**Consegna**.
Riscrivi le voci dalla riga che contiene "Could you please drop a point on the camouflage" alla riga che contiene "<point>394,490</point>", mettendo "alloy" al posto di "steel" e lasciando invariato tutto il resto.

**Estratti dei dati**.

⟨

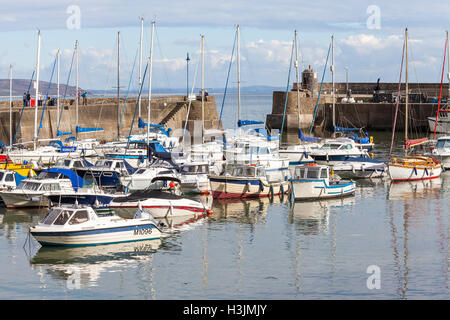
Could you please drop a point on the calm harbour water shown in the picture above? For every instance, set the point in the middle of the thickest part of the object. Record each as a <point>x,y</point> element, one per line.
<point>255,249</point>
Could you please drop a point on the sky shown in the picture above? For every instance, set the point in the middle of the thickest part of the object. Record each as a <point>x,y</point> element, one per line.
<point>368,40</point>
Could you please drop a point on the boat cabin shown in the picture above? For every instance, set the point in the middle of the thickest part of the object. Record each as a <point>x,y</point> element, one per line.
<point>194,168</point>
<point>70,163</point>
<point>442,143</point>
<point>60,216</point>
<point>311,172</point>
<point>7,179</point>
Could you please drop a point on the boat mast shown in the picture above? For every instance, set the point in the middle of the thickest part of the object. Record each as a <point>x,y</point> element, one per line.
<point>203,86</point>
<point>37,89</point>
<point>118,85</point>
<point>10,105</point>
<point>406,87</point>
<point>150,88</point>
<point>57,86</point>
<point>238,70</point>
<point>332,87</point>
<point>297,77</point>
<point>140,64</point>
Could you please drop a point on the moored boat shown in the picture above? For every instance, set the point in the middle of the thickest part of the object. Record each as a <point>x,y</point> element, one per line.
<point>247,181</point>
<point>312,182</point>
<point>81,226</point>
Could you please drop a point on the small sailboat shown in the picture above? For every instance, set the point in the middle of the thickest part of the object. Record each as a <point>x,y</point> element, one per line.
<point>248,181</point>
<point>312,182</point>
<point>411,167</point>
<point>82,226</point>
<point>441,151</point>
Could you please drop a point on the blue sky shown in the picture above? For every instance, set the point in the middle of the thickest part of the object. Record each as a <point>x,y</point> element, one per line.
<point>368,49</point>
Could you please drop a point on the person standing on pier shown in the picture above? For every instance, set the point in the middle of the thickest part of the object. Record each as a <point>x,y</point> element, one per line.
<point>84,95</point>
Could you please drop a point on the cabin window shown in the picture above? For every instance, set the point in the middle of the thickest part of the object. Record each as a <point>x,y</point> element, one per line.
<point>312,174</point>
<point>51,216</point>
<point>442,144</point>
<point>79,217</point>
<point>274,176</point>
<point>300,172</point>
<point>260,172</point>
<point>62,218</point>
<point>250,172</point>
<point>77,164</point>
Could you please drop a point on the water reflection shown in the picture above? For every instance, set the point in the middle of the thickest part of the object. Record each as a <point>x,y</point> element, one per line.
<point>424,189</point>
<point>81,267</point>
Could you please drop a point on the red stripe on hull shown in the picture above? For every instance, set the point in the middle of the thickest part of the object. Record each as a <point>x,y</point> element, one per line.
<point>229,195</point>
<point>415,179</point>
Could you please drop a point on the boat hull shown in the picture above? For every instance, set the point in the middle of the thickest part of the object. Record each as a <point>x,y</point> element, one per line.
<point>224,188</point>
<point>399,172</point>
<point>303,189</point>
<point>137,232</point>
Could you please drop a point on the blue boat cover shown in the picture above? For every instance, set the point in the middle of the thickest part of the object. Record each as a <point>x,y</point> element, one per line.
<point>304,138</point>
<point>343,129</point>
<point>76,180</point>
<point>242,123</point>
<point>61,133</point>
<point>129,168</point>
<point>80,129</point>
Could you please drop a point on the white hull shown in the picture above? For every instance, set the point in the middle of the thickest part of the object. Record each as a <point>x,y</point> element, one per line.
<point>408,173</point>
<point>235,188</point>
<point>160,208</point>
<point>320,189</point>
<point>442,127</point>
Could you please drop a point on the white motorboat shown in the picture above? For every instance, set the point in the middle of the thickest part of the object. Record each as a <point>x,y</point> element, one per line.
<point>247,181</point>
<point>360,168</point>
<point>312,182</point>
<point>31,191</point>
<point>194,177</point>
<point>142,177</point>
<point>160,203</point>
<point>335,150</point>
<point>441,151</point>
<point>81,226</point>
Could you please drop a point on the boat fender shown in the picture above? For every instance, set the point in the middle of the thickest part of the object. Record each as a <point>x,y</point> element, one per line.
<point>261,186</point>
<point>271,191</point>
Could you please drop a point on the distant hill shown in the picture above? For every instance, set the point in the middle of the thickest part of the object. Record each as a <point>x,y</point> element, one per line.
<point>21,85</point>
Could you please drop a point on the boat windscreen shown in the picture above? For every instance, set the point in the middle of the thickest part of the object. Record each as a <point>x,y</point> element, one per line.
<point>147,194</point>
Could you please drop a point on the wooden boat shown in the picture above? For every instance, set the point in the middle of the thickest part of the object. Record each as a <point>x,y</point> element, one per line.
<point>412,167</point>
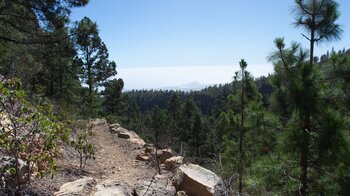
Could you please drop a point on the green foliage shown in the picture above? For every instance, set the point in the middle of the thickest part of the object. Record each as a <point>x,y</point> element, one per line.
<point>30,133</point>
<point>92,59</point>
<point>82,145</point>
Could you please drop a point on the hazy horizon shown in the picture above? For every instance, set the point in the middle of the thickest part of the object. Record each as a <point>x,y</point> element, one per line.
<point>152,42</point>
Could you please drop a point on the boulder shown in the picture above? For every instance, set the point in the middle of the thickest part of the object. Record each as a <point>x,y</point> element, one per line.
<point>197,181</point>
<point>98,121</point>
<point>181,193</point>
<point>172,162</point>
<point>159,185</point>
<point>143,157</point>
<point>164,155</point>
<point>113,128</point>
<point>112,188</point>
<point>131,136</point>
<point>81,186</point>
<point>125,134</point>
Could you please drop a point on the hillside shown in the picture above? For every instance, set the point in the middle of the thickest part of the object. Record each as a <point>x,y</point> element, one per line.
<point>117,170</point>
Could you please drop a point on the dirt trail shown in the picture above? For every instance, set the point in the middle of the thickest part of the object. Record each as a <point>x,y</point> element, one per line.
<point>115,159</point>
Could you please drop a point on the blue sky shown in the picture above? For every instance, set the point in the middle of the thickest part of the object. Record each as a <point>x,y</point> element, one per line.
<point>159,43</point>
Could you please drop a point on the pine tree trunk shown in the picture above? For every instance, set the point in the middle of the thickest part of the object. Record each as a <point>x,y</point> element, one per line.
<point>304,156</point>
<point>240,189</point>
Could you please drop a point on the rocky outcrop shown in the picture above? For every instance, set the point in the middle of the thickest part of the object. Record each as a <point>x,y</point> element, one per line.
<point>159,185</point>
<point>113,127</point>
<point>164,155</point>
<point>196,180</point>
<point>83,186</point>
<point>173,162</point>
<point>131,136</point>
<point>112,188</point>
<point>98,121</point>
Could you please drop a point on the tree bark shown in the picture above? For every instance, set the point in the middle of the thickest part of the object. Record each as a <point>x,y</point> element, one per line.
<point>240,189</point>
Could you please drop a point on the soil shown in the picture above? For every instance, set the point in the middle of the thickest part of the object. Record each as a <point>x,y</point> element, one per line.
<point>114,159</point>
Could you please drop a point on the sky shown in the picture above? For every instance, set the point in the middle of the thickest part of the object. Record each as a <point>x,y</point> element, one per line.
<point>170,43</point>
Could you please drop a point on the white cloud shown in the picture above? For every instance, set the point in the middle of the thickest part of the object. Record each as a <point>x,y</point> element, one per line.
<point>159,77</point>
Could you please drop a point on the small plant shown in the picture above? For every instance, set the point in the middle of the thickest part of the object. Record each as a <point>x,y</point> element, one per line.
<point>29,135</point>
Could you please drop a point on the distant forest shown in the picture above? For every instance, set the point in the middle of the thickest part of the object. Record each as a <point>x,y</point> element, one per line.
<point>284,134</point>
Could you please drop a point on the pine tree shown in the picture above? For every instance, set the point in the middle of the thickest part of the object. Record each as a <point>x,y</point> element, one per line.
<point>92,57</point>
<point>318,17</point>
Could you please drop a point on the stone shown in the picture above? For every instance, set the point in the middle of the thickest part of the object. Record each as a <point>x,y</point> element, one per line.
<point>113,128</point>
<point>172,162</point>
<point>112,188</point>
<point>196,180</point>
<point>98,121</point>
<point>164,155</point>
<point>124,135</point>
<point>181,193</point>
<point>142,157</point>
<point>159,185</point>
<point>82,186</point>
<point>149,150</point>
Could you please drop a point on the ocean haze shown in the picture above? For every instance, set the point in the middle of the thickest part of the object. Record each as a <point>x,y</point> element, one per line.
<point>183,77</point>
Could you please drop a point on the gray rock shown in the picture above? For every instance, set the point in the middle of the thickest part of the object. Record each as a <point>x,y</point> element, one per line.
<point>82,186</point>
<point>112,188</point>
<point>172,162</point>
<point>160,185</point>
<point>196,180</point>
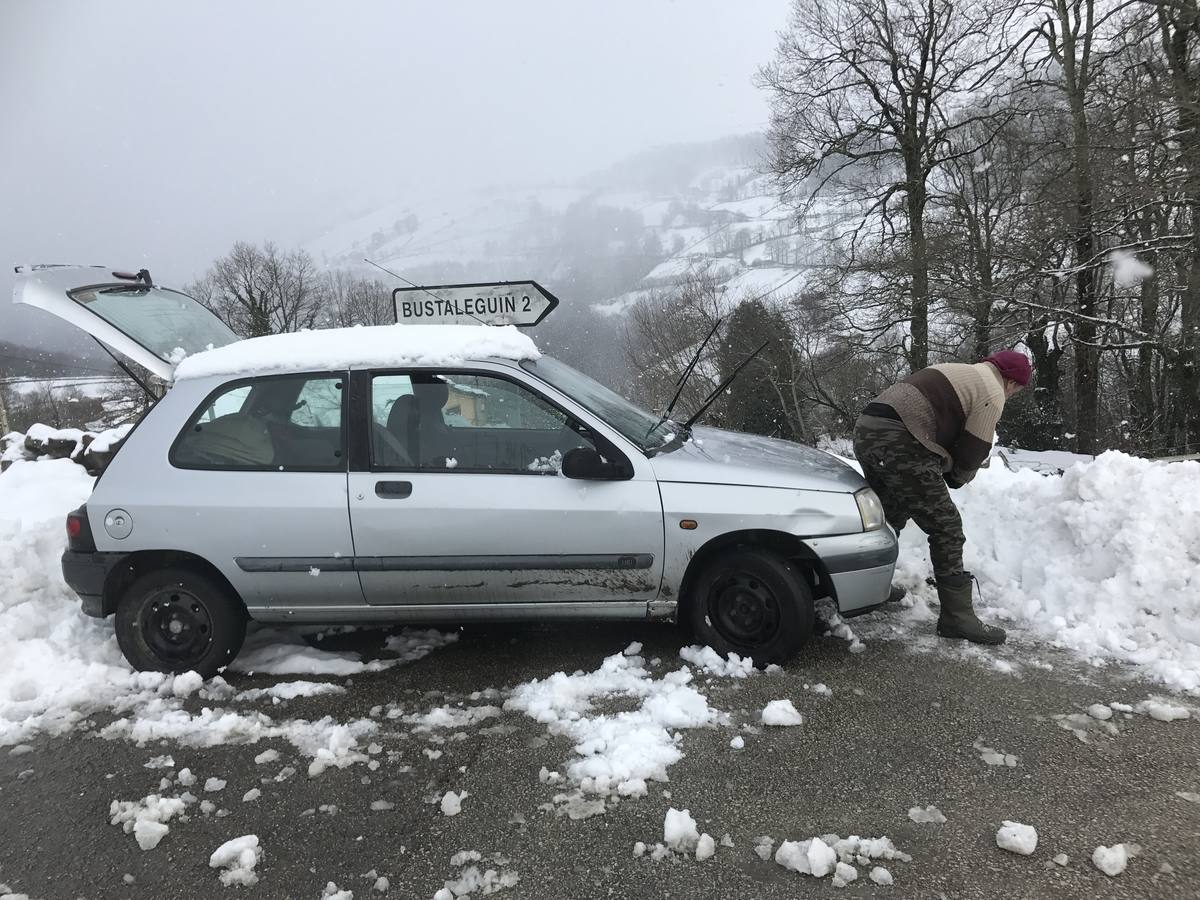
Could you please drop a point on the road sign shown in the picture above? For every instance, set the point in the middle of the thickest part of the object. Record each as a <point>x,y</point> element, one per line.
<point>503,303</point>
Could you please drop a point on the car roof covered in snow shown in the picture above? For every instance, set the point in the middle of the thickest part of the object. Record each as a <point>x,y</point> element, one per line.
<point>360,347</point>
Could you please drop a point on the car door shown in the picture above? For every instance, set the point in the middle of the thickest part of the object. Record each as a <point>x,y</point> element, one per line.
<point>459,497</point>
<point>257,485</point>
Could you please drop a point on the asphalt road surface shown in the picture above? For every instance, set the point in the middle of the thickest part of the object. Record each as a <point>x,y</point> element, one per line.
<point>898,731</point>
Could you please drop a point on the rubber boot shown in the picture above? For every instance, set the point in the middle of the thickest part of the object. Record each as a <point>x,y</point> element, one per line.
<point>958,618</point>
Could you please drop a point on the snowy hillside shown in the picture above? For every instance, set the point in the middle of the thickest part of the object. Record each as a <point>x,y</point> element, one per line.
<point>604,243</point>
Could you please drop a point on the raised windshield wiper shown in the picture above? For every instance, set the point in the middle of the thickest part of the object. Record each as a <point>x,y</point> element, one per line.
<point>723,385</point>
<point>683,381</point>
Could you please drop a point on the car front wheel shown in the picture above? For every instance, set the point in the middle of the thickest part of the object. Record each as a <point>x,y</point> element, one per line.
<point>753,603</point>
<point>177,619</point>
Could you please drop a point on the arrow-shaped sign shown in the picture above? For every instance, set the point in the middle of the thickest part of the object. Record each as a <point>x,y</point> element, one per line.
<point>503,303</point>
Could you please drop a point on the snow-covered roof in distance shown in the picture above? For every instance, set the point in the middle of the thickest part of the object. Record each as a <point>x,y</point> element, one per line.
<point>376,346</point>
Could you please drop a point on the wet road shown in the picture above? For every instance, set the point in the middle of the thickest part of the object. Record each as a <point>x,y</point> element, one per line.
<point>897,731</point>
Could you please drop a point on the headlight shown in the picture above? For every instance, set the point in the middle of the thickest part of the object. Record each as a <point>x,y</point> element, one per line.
<point>870,509</point>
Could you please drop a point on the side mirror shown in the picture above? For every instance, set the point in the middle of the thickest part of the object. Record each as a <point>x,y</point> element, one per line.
<point>583,462</point>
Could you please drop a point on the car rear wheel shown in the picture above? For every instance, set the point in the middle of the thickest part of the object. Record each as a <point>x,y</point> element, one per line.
<point>177,619</point>
<point>753,603</point>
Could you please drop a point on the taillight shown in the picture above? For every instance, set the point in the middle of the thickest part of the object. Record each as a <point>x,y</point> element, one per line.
<point>79,532</point>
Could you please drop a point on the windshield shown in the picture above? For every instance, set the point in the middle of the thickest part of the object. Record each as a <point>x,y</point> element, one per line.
<point>169,324</point>
<point>640,426</point>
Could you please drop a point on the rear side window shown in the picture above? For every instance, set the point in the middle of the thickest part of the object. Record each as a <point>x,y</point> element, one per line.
<point>467,423</point>
<point>273,424</point>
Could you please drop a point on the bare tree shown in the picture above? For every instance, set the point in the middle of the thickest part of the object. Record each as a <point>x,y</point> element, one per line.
<point>262,291</point>
<point>863,100</point>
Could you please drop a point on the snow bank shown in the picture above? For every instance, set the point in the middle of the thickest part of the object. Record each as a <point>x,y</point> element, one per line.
<point>57,665</point>
<point>1104,559</point>
<point>364,346</point>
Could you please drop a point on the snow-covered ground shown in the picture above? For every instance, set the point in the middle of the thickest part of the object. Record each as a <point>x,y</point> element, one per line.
<point>1103,561</point>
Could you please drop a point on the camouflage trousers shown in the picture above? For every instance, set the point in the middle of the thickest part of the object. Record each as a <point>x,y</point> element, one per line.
<point>907,477</point>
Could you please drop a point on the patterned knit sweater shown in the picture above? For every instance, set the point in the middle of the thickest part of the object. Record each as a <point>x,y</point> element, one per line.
<point>952,409</point>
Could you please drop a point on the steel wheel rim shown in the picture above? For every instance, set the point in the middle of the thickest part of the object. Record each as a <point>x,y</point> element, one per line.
<point>743,609</point>
<point>177,625</point>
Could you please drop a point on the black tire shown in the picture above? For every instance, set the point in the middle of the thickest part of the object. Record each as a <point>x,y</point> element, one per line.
<point>753,603</point>
<point>178,619</point>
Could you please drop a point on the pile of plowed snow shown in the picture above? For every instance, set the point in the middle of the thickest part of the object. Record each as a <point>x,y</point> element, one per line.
<point>1103,559</point>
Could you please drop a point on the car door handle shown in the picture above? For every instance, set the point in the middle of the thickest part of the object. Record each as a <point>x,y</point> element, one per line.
<point>394,490</point>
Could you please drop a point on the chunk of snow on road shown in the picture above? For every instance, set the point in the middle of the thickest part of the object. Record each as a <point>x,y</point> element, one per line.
<point>186,684</point>
<point>838,627</point>
<point>763,845</point>
<point>289,690</point>
<point>1110,861</point>
<point>844,874</point>
<point>617,753</point>
<point>451,718</point>
<point>148,833</point>
<point>713,663</point>
<point>781,713</point>
<point>679,832</point>
<point>810,857</point>
<point>994,757</point>
<point>474,880</point>
<point>1162,711</point>
<point>930,815</point>
<point>1099,711</point>
<point>238,857</point>
<point>1017,838</point>
<point>451,803</point>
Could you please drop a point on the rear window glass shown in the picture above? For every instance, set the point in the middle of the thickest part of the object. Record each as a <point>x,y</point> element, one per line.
<point>275,424</point>
<point>168,323</point>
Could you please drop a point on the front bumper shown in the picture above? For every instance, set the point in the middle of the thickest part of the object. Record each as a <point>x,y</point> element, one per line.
<point>859,565</point>
<point>85,574</point>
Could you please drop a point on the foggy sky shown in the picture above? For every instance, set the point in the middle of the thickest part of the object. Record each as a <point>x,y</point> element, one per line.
<point>159,133</point>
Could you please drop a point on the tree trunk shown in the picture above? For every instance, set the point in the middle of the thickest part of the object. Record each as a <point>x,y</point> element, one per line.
<point>918,351</point>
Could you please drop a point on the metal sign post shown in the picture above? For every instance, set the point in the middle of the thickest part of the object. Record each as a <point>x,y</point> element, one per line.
<point>504,303</point>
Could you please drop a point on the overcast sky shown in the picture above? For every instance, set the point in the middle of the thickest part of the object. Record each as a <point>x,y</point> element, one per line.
<point>157,133</point>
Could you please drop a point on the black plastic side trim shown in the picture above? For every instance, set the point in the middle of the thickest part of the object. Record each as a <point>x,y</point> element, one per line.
<point>862,559</point>
<point>445,564</point>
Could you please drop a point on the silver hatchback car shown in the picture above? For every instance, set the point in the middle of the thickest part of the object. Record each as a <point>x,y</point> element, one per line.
<point>433,473</point>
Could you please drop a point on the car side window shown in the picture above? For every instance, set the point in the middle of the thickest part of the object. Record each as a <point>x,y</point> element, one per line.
<point>468,423</point>
<point>276,423</point>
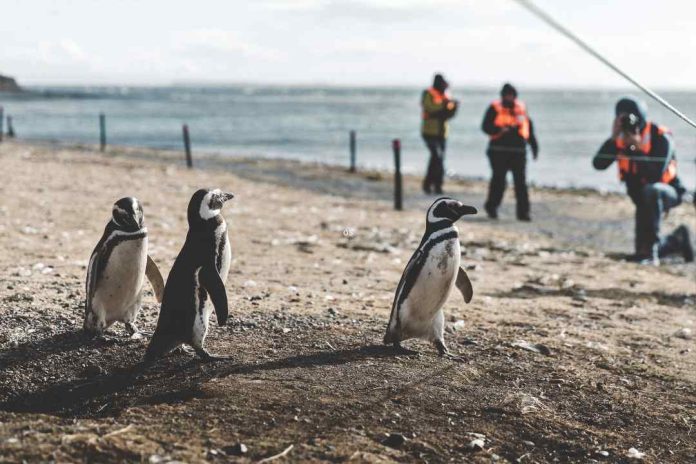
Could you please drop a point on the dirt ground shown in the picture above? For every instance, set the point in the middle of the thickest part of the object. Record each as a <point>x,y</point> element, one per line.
<point>568,354</point>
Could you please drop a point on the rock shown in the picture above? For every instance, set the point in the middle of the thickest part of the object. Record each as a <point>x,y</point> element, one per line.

⟩

**Risultato**.
Could you please drop a point on the camouflage trousers shown in the picture above? For every instance, set the point in the middle of the thickest part of the object. Record each as a <point>x,y</point> element, one per line.
<point>907,477</point>
Could you please drop a point on the patterned knit sweater shown in the picture above? For every instance, set the point in the middle of the thickest part of the object. Record each as a <point>x,y</point> element, one per line.
<point>952,409</point>
Could you please drop a point on the alloy wheel rim shown in the picture above? For every instance, set the point in the middle of the thickest part of the object. Record each as a <point>x,y</point> element, one per line.
<point>743,609</point>
<point>177,625</point>
Could you please drop a point on the black tire shown in the picture above? For every instance, set the point in the middle of the thickest part of the object. Record each as a <point>x,y</point> element, one per line.
<point>753,603</point>
<point>178,619</point>
Could you please drop a point on the pile of plowed snow shown in the picture above? For every instance, set the point in the middle of the thickest part of the object. Record each as a <point>x,y</point> element, one per line.
<point>1103,559</point>
Could you please drop a point on the car door handle shown in the picture above? For every instance, set the point in the middle of the thickest part of the object. Record each as a <point>x,y</point> element, one per line.
<point>394,490</point>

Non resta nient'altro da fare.